* Exercise brief: Collect every row below that contains the word "rock", and copy each of those rows in full.

* Listing:
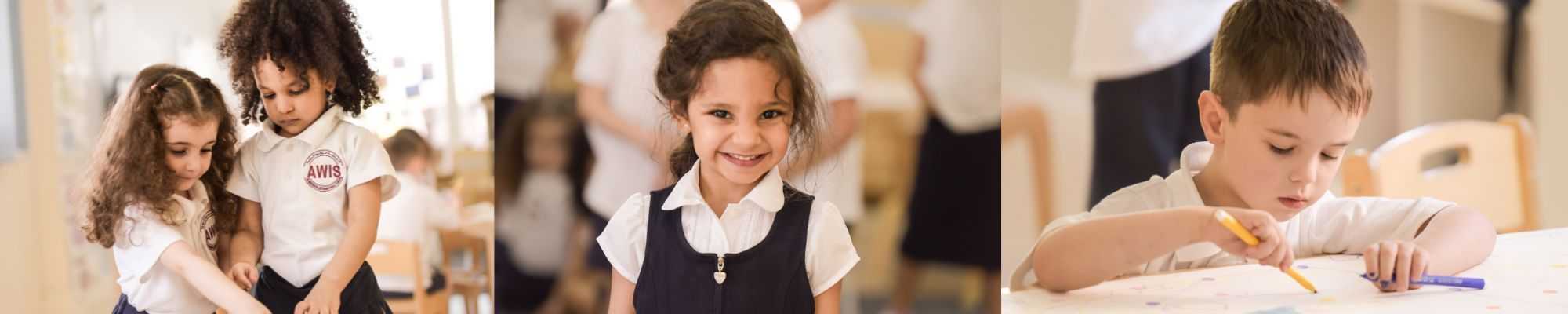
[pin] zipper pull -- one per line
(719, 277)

---

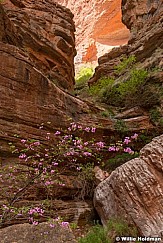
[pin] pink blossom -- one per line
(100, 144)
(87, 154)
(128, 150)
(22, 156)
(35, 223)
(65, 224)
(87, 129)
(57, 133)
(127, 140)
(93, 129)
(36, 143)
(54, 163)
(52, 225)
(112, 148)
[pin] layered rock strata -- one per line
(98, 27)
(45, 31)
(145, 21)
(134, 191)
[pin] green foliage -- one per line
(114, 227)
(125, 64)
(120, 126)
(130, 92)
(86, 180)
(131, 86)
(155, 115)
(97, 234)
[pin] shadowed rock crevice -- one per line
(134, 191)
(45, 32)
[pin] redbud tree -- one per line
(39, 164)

* * *

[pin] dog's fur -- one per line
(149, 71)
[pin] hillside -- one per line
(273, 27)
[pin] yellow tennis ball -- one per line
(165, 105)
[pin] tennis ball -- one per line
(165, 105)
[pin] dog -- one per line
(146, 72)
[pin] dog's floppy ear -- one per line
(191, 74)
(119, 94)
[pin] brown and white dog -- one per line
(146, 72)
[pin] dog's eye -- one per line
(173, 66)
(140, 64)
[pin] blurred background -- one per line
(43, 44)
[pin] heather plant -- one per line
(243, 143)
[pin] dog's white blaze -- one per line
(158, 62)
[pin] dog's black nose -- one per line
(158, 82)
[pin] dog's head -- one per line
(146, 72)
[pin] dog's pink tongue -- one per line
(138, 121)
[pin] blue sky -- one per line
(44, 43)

* Task output:
[pin] layered rock strata -- one per line
[pin] shadowed rock crevice -- one per line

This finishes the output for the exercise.